**Work required:** What is needed is an exact transcription of every entry below, with the pictures left out.

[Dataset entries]

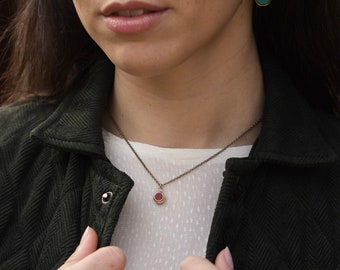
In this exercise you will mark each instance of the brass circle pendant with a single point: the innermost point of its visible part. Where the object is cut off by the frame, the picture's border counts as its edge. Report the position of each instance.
(159, 197)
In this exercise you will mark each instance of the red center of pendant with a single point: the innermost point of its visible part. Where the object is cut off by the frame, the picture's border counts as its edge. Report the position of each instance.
(159, 196)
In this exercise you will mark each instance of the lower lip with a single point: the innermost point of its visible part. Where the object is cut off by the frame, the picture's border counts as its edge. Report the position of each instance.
(133, 25)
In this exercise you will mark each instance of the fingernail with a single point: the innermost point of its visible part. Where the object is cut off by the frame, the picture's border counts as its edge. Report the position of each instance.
(228, 258)
(85, 235)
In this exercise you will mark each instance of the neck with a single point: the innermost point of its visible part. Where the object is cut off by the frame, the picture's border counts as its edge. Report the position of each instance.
(194, 106)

**Solution below:**
In this exercise you will mark each instance of the brass circle pendant with a single point: the innermost point of its visible part. Where the object is cut off by the frame, the picture's border counts as its edge. Report the position of each instance.
(159, 197)
In this exercise you will mark each instance of the red center of pendant with a single point: the innermost point of its visible part. Where the object is cut off by the frame, the picture's border counts as its edge. Report the position of each instance.
(159, 196)
In this exercise you will mark each instance of the lower lip with a single point: the innermost point of its visible part. Where the object is cut off by the frame, the picture's border counts as its edge. Report the position of each instance.
(133, 25)
In this exercise you will mark each instance of the fingernail with a single point: the innermost point of its visible part. Where the object is cut off by the frame, the picture's border counts as its edge. Report the position of each instance.
(228, 258)
(85, 235)
In this exercise you will mark each instance of the neck with a single point: the innermost point of its visible part. Where the object is cut off by the frame, the picture's border counts as its edge. Report the position of each instance.
(194, 106)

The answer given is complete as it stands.